▸ **Image region outline records**
########################################
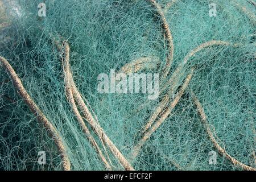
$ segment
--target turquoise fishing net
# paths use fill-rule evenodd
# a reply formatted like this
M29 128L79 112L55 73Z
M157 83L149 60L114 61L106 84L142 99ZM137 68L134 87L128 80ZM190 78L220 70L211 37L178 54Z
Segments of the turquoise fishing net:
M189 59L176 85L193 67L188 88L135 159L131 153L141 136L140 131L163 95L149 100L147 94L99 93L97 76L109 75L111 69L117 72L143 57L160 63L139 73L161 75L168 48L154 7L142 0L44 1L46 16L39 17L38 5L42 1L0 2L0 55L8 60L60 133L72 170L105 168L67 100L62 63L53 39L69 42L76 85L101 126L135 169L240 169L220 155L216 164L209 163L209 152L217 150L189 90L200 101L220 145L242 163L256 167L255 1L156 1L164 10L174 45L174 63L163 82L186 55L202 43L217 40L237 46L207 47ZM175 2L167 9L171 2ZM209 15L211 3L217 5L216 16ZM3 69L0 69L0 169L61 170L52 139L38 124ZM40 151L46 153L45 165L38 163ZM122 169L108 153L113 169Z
########################################
▸ **Task prompt**
Write each line of the material above as one string in a JSON list, leaving out blank lines and the pictures.

▸ **Written solution**
[
  "$ segment",
  "--target turquoise fishing net",
  "# paths use fill-rule evenodd",
  "# a reply formatted like this",
  "M29 128L79 112L55 73Z",
  "M157 83L149 60L114 61L106 84L142 99ZM137 68L134 87L128 80ZM190 78L220 70L211 37L178 54Z",
  "Segments of the turquoise fishing net:",
  "M189 59L176 85L193 67L188 88L135 159L131 153L141 136L140 131L163 95L149 100L147 94L99 93L97 76L109 75L111 69L117 72L143 57L160 63L139 73L161 75L168 48L154 7L142 0L44 1L46 16L39 17L38 5L42 1L0 2L0 55L8 60L60 133L72 170L105 168L67 100L62 63L53 39L69 42L76 85L101 126L135 169L240 169L220 155L216 164L209 163L209 152L217 150L189 90L200 101L220 145L242 163L256 167L255 1L156 1L164 10L174 45L174 63L163 82L186 55L202 43L217 40L237 46L207 47ZM175 2L167 9L171 2ZM209 15L211 3L217 5L216 16ZM3 69L0 69L0 169L61 170L52 139L38 124ZM40 151L46 153L45 165L38 163ZM122 169L108 153L113 169Z"
]